◆ WHAT IS EXPECTED: Retype everything in the listing, leaving each line exactly as it is.

◆ MATERIAL SUPPLIED:
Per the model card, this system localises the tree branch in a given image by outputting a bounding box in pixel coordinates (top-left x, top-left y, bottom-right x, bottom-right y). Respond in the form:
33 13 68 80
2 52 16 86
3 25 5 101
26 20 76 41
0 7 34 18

◆ ANSWER SPACE:
Per the model card, this system localises the tree branch in a given image by outputting a bounding box in pixel coordinates (top-left x, top-left y, bottom-right x, bottom-right y). Respond in the form:
33 13 68 80
2 52 16 86
3 25 5 101
26 20 76 41
0 7 34 18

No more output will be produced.